Stored dataset items
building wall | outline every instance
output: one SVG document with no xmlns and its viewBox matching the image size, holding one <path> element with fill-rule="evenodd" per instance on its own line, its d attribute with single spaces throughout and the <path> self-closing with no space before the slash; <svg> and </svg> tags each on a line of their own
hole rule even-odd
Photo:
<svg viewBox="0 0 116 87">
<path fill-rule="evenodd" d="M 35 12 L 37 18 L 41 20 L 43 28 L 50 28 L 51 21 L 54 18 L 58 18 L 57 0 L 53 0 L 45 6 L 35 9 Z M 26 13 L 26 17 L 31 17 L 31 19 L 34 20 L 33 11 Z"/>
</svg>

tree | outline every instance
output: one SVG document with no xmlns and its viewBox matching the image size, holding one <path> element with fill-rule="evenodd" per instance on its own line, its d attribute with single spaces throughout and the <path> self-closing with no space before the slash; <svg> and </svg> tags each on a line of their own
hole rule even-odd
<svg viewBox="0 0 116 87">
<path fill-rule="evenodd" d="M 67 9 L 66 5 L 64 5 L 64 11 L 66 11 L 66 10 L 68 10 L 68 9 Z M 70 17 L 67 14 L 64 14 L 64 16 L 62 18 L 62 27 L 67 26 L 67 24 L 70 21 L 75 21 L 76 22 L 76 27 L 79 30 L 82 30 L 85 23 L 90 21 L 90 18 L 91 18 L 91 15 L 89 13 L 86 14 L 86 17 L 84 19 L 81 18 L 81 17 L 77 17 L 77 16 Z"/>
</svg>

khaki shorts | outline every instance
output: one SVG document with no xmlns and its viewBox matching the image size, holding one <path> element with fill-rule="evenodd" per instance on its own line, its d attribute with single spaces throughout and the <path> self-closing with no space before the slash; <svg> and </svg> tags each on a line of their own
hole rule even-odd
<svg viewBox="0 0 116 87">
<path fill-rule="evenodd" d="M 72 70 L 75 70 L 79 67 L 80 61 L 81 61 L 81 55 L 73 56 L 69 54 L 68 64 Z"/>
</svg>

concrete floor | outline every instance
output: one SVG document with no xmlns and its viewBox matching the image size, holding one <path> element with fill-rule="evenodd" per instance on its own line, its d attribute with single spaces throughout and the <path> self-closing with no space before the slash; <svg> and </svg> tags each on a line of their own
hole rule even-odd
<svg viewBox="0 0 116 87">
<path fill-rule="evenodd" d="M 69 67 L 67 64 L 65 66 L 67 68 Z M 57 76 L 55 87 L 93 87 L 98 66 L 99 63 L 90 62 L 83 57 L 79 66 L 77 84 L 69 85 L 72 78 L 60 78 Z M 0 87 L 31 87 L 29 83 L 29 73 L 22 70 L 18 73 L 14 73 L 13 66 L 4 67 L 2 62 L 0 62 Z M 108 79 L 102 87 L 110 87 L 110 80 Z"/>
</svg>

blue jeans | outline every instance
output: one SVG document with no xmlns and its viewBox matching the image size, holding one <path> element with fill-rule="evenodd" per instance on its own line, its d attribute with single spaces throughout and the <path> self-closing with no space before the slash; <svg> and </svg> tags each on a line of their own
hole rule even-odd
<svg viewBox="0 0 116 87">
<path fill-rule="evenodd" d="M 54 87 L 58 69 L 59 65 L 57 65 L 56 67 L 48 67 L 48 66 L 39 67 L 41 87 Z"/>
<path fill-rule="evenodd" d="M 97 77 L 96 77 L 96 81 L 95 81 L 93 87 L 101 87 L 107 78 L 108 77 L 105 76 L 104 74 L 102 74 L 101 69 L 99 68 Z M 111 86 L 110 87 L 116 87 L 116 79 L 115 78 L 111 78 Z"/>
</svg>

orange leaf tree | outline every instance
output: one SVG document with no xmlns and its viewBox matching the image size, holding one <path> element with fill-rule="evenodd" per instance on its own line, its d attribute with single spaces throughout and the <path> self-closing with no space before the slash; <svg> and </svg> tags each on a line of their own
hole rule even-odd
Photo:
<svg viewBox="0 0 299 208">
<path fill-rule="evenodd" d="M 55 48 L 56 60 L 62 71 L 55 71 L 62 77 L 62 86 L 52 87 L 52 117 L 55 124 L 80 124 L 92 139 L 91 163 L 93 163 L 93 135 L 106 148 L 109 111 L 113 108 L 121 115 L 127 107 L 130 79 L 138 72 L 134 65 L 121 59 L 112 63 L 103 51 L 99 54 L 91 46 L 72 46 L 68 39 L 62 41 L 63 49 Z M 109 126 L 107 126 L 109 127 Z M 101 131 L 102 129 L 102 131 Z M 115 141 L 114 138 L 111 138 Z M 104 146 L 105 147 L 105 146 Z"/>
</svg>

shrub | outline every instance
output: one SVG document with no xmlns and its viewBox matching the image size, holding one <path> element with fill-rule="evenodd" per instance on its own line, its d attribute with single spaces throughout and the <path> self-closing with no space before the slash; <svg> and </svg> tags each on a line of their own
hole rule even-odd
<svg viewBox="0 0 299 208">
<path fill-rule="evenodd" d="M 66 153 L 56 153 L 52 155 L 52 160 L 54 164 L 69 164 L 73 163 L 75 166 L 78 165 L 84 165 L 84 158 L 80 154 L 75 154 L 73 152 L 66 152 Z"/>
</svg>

**STATED EXERCISE**
Rescale the items between the line holding "orange leaf tree | outline every instance" and the end of the items, inclusive. Write those lines out again with their requests, multiplying every number in the answers (the viewBox dimensions and path coordinates) by 1.9 and rounding to whole numbers, with halves rounding up.

**SOLUTION FOR THIS TASK**
orange leaf tree | outline every instance
output: one SVG document with no xmlns and its viewBox matching the image size, holding one <path> element with fill-rule="evenodd" per instance on its own line, its d attribute with single spaces throughout and the <path> self-closing with no space before the slash; <svg> and </svg> tags each on a line of their own
hole rule even-odd
Photo:
<svg viewBox="0 0 568 395">
<path fill-rule="evenodd" d="M 105 91 L 106 114 L 118 135 L 105 135 L 118 146 L 118 163 L 99 165 L 99 222 L 105 236 L 152 236 L 175 264 L 173 310 L 177 310 L 177 257 L 201 281 L 207 211 L 215 205 L 230 219 L 241 203 L 247 150 L 262 137 L 255 124 L 230 112 L 213 120 L 196 97 L 188 103 L 173 87 L 137 87 L 129 74 L 118 78 L 120 93 Z M 207 239 L 203 239 L 207 241 Z M 192 249 L 194 245 L 194 249 Z M 219 268 L 217 262 L 211 262 Z M 198 277 L 200 279 L 200 277 Z"/>
</svg>

shrub | outline every instance
output: one SVG document with no xmlns and its viewBox matching the image size, holding one <path> element with fill-rule="evenodd" per instance on its own line, its d attribute with single spaces throughout and the <path> self-closing with no space before the slash; <svg> and </svg> tags each on a line of their own
hole rule even-odd
<svg viewBox="0 0 568 395">
<path fill-rule="evenodd" d="M 125 291 L 106 291 L 99 295 L 99 304 L 103 312 L 131 312 L 139 310 L 143 315 L 148 314 L 160 314 L 160 300 L 152 293 L 143 293 L 139 289 L 125 289 Z"/>
</svg>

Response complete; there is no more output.